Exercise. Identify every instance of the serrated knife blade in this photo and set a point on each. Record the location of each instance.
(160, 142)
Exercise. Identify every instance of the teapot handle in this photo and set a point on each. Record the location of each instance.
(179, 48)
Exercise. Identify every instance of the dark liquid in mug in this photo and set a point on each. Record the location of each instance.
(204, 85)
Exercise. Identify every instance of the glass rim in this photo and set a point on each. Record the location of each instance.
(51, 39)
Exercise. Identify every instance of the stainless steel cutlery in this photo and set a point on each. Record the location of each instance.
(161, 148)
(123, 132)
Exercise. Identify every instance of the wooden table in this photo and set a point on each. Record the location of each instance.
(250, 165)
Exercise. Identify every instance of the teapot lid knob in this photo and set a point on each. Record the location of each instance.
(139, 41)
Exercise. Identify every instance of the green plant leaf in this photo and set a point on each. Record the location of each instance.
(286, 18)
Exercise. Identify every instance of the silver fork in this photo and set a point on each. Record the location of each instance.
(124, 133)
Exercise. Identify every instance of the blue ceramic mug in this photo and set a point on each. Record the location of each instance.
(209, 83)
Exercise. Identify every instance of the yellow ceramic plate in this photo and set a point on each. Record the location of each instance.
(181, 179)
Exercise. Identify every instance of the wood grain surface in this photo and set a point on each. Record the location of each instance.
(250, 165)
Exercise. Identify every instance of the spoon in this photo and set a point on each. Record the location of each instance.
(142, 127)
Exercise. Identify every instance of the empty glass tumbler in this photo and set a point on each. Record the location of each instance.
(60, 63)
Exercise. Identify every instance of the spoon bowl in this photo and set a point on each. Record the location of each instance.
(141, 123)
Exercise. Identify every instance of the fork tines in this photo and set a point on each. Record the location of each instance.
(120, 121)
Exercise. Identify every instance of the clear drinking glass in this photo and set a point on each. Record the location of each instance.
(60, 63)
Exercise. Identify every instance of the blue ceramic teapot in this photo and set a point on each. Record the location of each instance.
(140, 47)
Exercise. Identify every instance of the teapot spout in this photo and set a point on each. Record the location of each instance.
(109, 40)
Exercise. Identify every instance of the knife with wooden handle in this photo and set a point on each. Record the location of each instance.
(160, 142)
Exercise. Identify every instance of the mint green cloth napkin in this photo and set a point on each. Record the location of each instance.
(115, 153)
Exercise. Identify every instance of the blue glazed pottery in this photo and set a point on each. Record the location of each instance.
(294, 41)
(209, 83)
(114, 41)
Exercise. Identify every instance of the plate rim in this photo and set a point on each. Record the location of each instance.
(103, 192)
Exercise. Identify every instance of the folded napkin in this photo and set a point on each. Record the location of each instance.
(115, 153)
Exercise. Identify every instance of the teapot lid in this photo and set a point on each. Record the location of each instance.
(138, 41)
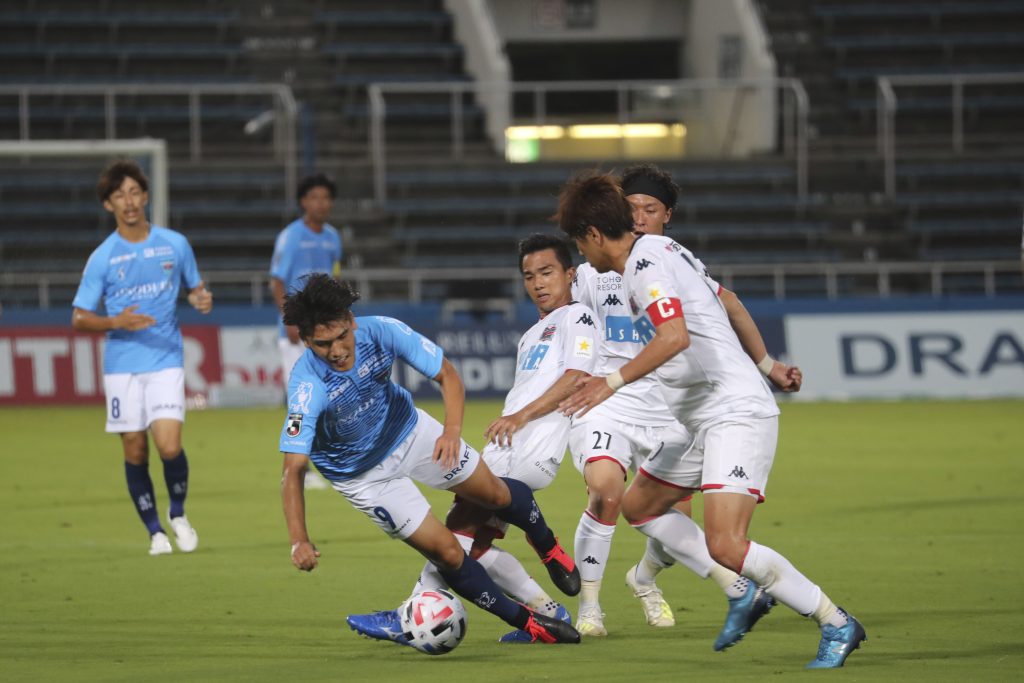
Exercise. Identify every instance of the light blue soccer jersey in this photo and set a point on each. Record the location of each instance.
(148, 274)
(299, 251)
(349, 422)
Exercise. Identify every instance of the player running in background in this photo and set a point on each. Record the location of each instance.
(635, 424)
(712, 387)
(364, 433)
(136, 272)
(306, 245)
(528, 441)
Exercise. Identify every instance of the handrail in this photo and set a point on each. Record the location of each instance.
(365, 279)
(540, 89)
(286, 111)
(888, 105)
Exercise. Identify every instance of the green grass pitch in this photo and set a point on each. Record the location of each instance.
(909, 514)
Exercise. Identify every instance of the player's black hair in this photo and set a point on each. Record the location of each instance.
(593, 199)
(539, 242)
(115, 174)
(316, 180)
(323, 300)
(649, 179)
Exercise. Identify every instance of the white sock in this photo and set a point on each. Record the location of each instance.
(731, 583)
(682, 539)
(774, 573)
(593, 545)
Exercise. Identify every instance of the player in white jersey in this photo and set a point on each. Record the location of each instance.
(635, 424)
(712, 387)
(527, 441)
(136, 272)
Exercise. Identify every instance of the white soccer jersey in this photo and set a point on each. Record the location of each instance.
(639, 402)
(714, 378)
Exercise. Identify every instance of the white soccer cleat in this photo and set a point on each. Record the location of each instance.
(314, 481)
(184, 536)
(655, 608)
(160, 544)
(590, 622)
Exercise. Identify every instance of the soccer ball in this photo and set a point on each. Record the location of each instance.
(433, 622)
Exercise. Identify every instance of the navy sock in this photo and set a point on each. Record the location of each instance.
(140, 489)
(471, 582)
(524, 513)
(176, 476)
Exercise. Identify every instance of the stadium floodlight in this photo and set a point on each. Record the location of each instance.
(150, 148)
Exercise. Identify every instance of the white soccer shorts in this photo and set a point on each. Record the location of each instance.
(387, 494)
(135, 400)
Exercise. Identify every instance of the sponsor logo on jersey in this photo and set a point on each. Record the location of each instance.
(641, 264)
(299, 400)
(583, 348)
(586, 319)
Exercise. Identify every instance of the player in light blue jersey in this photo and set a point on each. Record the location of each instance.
(136, 272)
(306, 245)
(364, 433)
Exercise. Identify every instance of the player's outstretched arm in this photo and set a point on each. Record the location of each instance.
(86, 321)
(784, 377)
(500, 431)
(304, 553)
(201, 299)
(671, 337)
(446, 447)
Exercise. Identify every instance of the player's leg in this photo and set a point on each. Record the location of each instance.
(738, 457)
(164, 393)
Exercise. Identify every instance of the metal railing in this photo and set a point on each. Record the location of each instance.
(781, 275)
(795, 111)
(284, 108)
(888, 105)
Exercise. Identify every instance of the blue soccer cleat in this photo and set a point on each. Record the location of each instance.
(380, 626)
(743, 613)
(520, 636)
(838, 644)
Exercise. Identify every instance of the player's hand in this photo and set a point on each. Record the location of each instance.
(304, 555)
(787, 378)
(129, 319)
(500, 431)
(201, 300)
(446, 449)
(590, 392)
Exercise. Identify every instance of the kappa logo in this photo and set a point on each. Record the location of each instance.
(299, 400)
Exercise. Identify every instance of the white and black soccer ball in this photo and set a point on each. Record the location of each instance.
(433, 622)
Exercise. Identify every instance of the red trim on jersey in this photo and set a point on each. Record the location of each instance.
(598, 519)
(665, 309)
(662, 481)
(752, 492)
(597, 458)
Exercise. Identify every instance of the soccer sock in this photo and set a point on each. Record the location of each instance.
(593, 545)
(681, 538)
(731, 583)
(471, 582)
(176, 477)
(524, 513)
(140, 489)
(654, 560)
(781, 580)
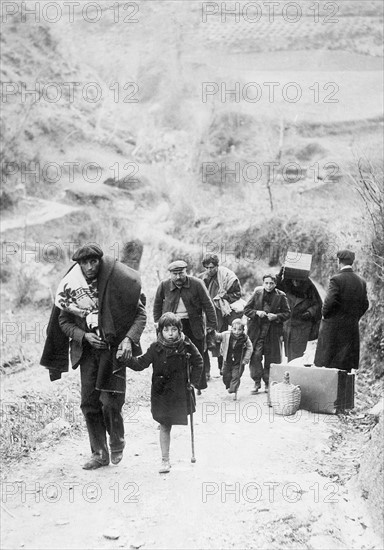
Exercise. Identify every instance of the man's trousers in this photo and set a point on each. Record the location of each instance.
(272, 354)
(101, 409)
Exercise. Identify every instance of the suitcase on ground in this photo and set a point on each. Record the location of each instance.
(322, 390)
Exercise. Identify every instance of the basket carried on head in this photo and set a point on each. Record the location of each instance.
(285, 397)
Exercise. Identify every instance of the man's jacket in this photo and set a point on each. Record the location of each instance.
(279, 305)
(121, 314)
(196, 300)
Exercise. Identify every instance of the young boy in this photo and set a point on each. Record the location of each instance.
(236, 349)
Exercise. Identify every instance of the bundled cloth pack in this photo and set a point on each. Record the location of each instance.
(297, 265)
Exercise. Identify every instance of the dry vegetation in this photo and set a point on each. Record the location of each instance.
(175, 211)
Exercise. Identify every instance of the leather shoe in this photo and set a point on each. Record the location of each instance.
(165, 467)
(116, 457)
(94, 463)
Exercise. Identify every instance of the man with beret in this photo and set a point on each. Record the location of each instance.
(99, 314)
(267, 309)
(188, 297)
(338, 346)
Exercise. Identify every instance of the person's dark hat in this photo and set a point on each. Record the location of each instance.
(177, 266)
(87, 251)
(346, 256)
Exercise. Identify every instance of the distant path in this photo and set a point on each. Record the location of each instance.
(44, 211)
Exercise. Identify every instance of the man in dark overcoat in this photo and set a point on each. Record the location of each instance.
(303, 324)
(188, 297)
(338, 346)
(224, 288)
(100, 315)
(267, 309)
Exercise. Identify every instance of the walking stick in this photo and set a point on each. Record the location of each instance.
(190, 390)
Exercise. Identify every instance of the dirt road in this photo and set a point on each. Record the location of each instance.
(255, 485)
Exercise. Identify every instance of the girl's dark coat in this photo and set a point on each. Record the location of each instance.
(170, 398)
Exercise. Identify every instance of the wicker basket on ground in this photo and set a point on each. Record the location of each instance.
(285, 397)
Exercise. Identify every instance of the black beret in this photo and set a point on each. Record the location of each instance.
(177, 266)
(87, 251)
(346, 256)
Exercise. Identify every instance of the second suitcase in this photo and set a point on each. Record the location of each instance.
(322, 390)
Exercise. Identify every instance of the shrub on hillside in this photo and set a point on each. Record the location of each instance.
(370, 184)
(272, 240)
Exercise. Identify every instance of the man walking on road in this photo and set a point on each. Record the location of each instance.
(267, 309)
(224, 289)
(101, 317)
(338, 346)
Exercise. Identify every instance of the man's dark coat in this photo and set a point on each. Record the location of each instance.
(196, 300)
(279, 306)
(339, 340)
(119, 289)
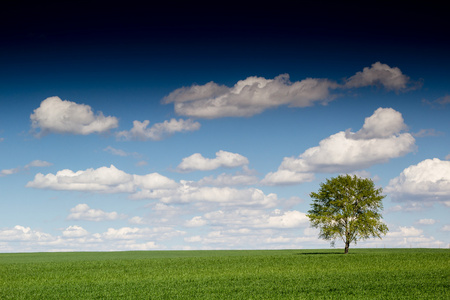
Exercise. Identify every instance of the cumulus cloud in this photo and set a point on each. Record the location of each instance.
(254, 95)
(286, 177)
(120, 152)
(379, 140)
(137, 233)
(426, 221)
(159, 130)
(21, 233)
(223, 196)
(429, 181)
(249, 97)
(252, 218)
(7, 172)
(84, 212)
(439, 102)
(149, 186)
(62, 116)
(384, 123)
(196, 162)
(224, 179)
(104, 179)
(379, 74)
(75, 231)
(196, 221)
(33, 164)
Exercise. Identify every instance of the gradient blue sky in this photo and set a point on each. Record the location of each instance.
(232, 149)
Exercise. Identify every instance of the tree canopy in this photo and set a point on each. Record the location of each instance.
(348, 208)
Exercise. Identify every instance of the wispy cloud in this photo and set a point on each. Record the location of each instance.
(158, 131)
(379, 140)
(66, 117)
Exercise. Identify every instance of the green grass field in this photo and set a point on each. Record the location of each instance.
(270, 274)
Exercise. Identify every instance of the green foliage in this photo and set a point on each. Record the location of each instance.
(348, 208)
(283, 274)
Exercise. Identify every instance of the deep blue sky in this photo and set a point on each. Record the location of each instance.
(124, 59)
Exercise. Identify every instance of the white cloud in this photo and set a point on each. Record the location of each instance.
(7, 172)
(21, 233)
(196, 162)
(228, 180)
(33, 164)
(438, 103)
(137, 233)
(379, 74)
(429, 180)
(75, 231)
(223, 196)
(289, 219)
(347, 151)
(159, 130)
(38, 163)
(62, 116)
(137, 220)
(120, 152)
(254, 95)
(286, 177)
(196, 221)
(426, 221)
(384, 123)
(84, 212)
(103, 179)
(255, 218)
(150, 186)
(248, 97)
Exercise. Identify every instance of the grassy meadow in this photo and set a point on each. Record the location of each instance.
(266, 274)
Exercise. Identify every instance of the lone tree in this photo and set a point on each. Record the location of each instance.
(348, 208)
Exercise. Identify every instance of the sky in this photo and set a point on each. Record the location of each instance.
(184, 127)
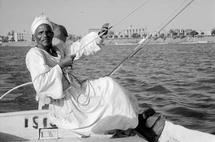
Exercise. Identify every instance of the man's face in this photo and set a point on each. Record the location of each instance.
(43, 35)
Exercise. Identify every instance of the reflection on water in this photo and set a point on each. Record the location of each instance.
(177, 80)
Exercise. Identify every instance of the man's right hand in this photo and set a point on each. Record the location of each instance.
(151, 124)
(67, 61)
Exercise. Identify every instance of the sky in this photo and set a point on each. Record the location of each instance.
(80, 15)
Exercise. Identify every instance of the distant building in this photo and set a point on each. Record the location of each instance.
(93, 30)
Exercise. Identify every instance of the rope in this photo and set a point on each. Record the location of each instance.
(25, 84)
(147, 41)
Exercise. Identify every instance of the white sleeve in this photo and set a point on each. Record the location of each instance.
(88, 45)
(47, 80)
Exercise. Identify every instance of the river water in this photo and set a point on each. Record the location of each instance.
(177, 80)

» Aim
Find the line containing "Exercise. Identify every instance of the man's face", then output it and every line after it to the end of the data, exactly.

» In response
Exercise. Identify every instance of the man's face in this photo and set a point on each. Record the location of each instance.
(43, 35)
Exercise. Identify every instance of the reflection on water in this photo and set a point on each. Record the location of each instance.
(177, 80)
Exercise. Identify every instance of the man's right hand in this photo and set a point on each. Record the location of each instance.
(151, 124)
(67, 61)
Exercise. Identify every instance of the sky in this photo and set a point on each. Record the location of each instance.
(80, 15)
Exercise. Identify every instance of the distant building in this photo and set a point on each. Record the location of each instance.
(93, 30)
Exercise. Identify every instance of the rope in this photo and set a point on each. Record the location of each instance.
(25, 84)
(147, 41)
Exercise. Identify every instance of the white sleeve in this photo and set a point on each. Record the location of each instance.
(88, 45)
(47, 80)
Exercise. Identify every instance of the river water in this photo and set a point on each. Record the location of each instance.
(177, 80)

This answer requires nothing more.